任务要求:
照抄下面那篇讲数据复制的文字中的一段：从含有“一些 consistency model”的地方开始，一直抄到“point of view).”为止。

正文部分:
********

Part 2: CHAPTER 5 Replication

?

  • Replication 和 partition 如何组合使用?
  • 如何解决并发问题?
  • 如何保证 consistency?
  • 如何提高容错,应对如网络中断, latency spikes 问题

Summary

Replication 是什么?
Each node that stores a copy of the database is called a replica.

Replication 可以解决什么问题?

  • High availability
  • Disconnected operation: Allowing an application to continue working when there is a network interruption
  • Latency: datacenter
  • Scalability: 副本所提供的大量的能力

主要面临的问题

  • 容错和并发: It requires carefully thinking about concurrency and about all the things that can go wrong, and dealing with the consequences of those faults.
  • 并发下的数据一致

Three main approaches to replication:

  • Single-leader replication: 简单,不需要处理数据冲突
  • Multi-leader replication
  • Leaderless replication: 和 Multi-leader 容错更好,但是只能提供 very week consistency guarantees

如何解决容错一致性?

Replication can be synchronous or asynchronous,which has a profound effect on the system behavior when there is a fault. 比如在 lag increases 和 servers fail 时如何处理?

一些 consistency model which are helpful for deciding how an application should behave under replication lag:

  • Read-after-write consistency
  • Monotonic reads
  • Consistent prefix reads

Leaders and Followers(single-leader)

使用 leader-based replication(master–slave replication) 来解决 replication 写入问题的流程:

  1. 进行选主(elect leader)
  2. leader 写入时,会将数据以 replication log 或者 change stream 的形式发送给 followers, follower 更新本地 replication
  3. writes are only accepted on the leader (the followers are read-only from the client’s point of view).

This mode of replication is a built-in feature of many relational databases
Leader-based replication is not restricted to only databases, 如消息队列也会使用

Syncchronous Versus Asynchronous Replication

Synchronous

优势(保证数据一致性):
The follower is guaranteed to have an up-to-date copy of the data that is consistent with the leader.

劣势(系统可用性差):
如果有 follower 无法响应(如遇到网络问题),那么 the write cannot be processed. The leader must block all writes and wait until the synchronous replica is available again.

所以所有 followers 都是同步是不现实的,一般使用如 semi-synchronous 方式,至少保证系统中一个 follower 是 sync 的,其他 follower 则是 async 的,This guarantees that you have an up-to-date copy of the data on at least two nodes

Completely Asynchronous

如何在并发场景下保证数据一致?

优势(可用性高): The leader can continue processing writes, even if all of its followers have fallen behind.

劣势:

  • 写丢失: If the leader fails and is not recoverable, any writes that have not yet been replicated to followers are lost.
  • 不保证写入: A write is not guaranteed to be durable, even if it has been confirmed to the client

尽管如此,全异步还是被广泛使用,尤其在 there are many followers or if they are geo‐graphically distributed.

Setting Up New Followers(扩容时的一致性)

set up 新 follower 时,如何保证 the new follower has an accurate copy of the leader’s data?

  1. Take a consistent snapshot of the leader’s database at some point in time—if possible, without taking a lock on the entire database.
  2. Copy the snapshot to the new follower node.
  3. The follower connects to the leader and requests all the data changes that have happened since the snapshot was taken.

Handling Node Outages(容错)

其实就是如何保证 High Availability: Thus, our goal is to keep the system as a whole running despite individual node failures, and to keep the impact of a node outage as small as possible.

********

图像点标注条目:
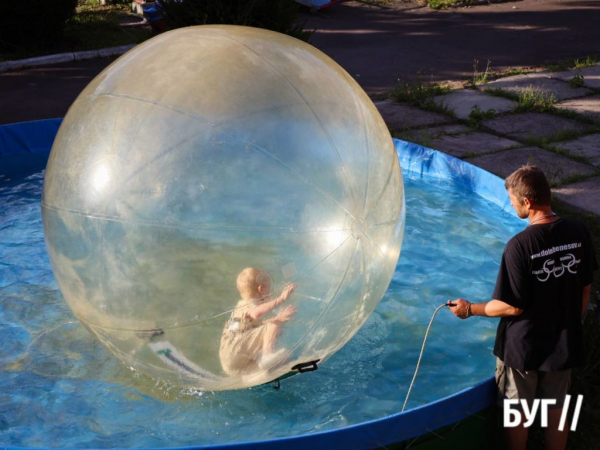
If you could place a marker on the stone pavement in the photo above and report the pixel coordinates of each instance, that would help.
(491, 126)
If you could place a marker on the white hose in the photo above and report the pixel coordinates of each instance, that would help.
(421, 355)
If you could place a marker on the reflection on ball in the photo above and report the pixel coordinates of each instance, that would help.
(204, 152)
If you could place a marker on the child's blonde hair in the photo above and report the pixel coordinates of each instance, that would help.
(249, 280)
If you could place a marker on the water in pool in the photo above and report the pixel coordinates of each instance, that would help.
(61, 388)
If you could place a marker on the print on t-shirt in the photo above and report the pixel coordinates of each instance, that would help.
(551, 267)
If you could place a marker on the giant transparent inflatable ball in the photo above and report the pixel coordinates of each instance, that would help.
(221, 204)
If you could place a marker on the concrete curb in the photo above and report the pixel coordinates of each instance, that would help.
(64, 57)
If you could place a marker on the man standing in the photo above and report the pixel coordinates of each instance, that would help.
(541, 294)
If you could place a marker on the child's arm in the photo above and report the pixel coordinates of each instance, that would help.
(260, 311)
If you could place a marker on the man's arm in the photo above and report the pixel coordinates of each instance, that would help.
(494, 308)
(586, 298)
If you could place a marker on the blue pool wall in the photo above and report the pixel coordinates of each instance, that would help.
(35, 139)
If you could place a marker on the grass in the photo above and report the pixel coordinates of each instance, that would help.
(577, 81)
(93, 27)
(443, 4)
(570, 64)
(479, 77)
(421, 93)
(529, 99)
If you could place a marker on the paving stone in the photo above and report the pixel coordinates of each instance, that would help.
(539, 82)
(591, 76)
(399, 116)
(425, 136)
(588, 146)
(463, 145)
(588, 106)
(531, 124)
(584, 195)
(462, 102)
(556, 167)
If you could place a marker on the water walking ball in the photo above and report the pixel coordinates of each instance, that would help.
(205, 153)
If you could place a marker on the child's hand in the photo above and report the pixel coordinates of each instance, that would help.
(287, 291)
(286, 314)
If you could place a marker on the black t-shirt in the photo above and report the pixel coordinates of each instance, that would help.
(543, 271)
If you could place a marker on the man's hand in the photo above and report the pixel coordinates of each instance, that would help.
(460, 308)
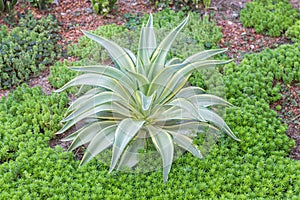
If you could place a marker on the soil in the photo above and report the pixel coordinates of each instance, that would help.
(75, 16)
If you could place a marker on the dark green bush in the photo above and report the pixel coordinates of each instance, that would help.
(103, 7)
(41, 4)
(294, 32)
(183, 5)
(27, 49)
(257, 168)
(7, 5)
(272, 17)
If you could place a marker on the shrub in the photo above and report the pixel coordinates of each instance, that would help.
(41, 4)
(294, 32)
(27, 49)
(144, 101)
(7, 6)
(272, 17)
(103, 7)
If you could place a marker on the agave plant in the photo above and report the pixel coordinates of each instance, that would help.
(141, 98)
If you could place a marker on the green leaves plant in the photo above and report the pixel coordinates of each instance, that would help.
(143, 100)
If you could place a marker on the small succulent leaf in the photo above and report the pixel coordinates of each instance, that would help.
(107, 71)
(86, 134)
(217, 121)
(127, 129)
(146, 101)
(190, 128)
(158, 57)
(164, 145)
(102, 98)
(203, 55)
(117, 53)
(206, 100)
(189, 92)
(186, 143)
(100, 81)
(101, 141)
(188, 106)
(130, 155)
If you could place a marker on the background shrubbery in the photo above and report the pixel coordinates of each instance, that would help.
(272, 17)
(27, 49)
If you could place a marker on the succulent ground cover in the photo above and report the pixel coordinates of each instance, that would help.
(264, 87)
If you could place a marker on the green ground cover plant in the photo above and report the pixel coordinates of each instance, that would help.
(294, 32)
(256, 168)
(271, 17)
(150, 104)
(27, 49)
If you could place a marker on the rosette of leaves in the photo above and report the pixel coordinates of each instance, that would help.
(103, 7)
(143, 98)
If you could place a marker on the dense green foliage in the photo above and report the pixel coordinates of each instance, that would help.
(183, 5)
(258, 167)
(196, 36)
(27, 49)
(41, 4)
(272, 17)
(103, 7)
(7, 6)
(294, 32)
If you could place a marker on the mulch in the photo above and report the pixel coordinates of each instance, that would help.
(78, 15)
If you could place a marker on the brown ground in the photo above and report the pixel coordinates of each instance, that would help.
(77, 15)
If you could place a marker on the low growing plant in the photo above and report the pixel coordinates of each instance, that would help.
(7, 5)
(103, 7)
(272, 17)
(27, 49)
(143, 99)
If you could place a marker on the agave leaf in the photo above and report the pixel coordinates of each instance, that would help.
(130, 155)
(101, 141)
(91, 113)
(186, 143)
(107, 71)
(141, 79)
(131, 55)
(188, 106)
(173, 113)
(87, 133)
(164, 145)
(145, 101)
(127, 129)
(173, 61)
(206, 100)
(117, 53)
(102, 98)
(147, 45)
(159, 55)
(217, 121)
(100, 81)
(203, 55)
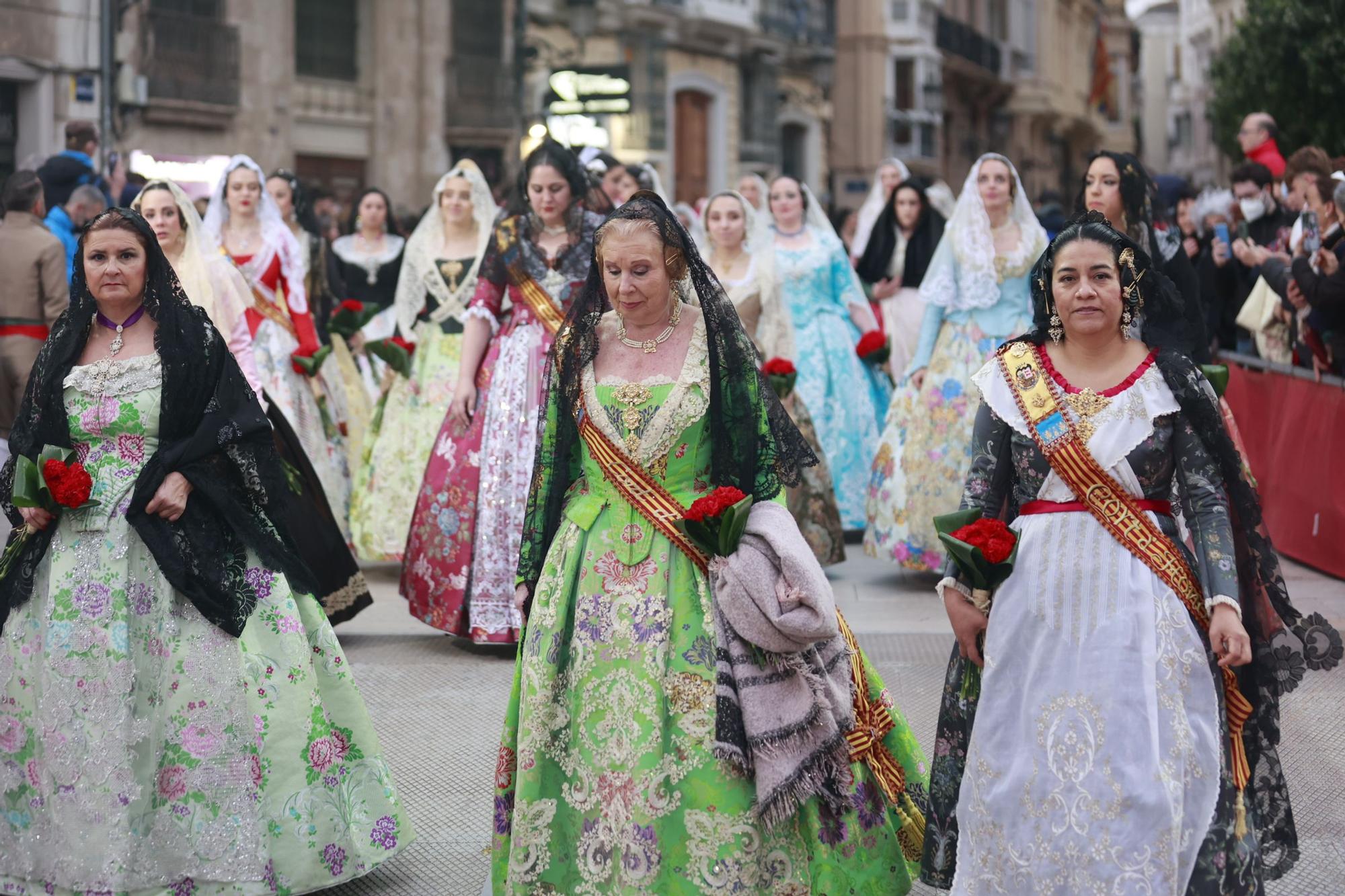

********

回答如下:
一些 consistency model which are helpful for deciding how an application should behave under replication lag:

  • Read-after-write consistency
  • Monotonic reads
  • Consistent prefix reads

Leaders and Followers(single-leader)

使用 leader-based replication(master–slave replication) 来解决 replication 写入问题的流程:

  1. 进行选主(elect leader)
  2. leader 写入时,会将数据以 replication log 或者 change stream 的形式发送给 followers, follower 更新本地 replication
  3. writes are only accepted on the leader (the followers are read-only from the client’s point of view).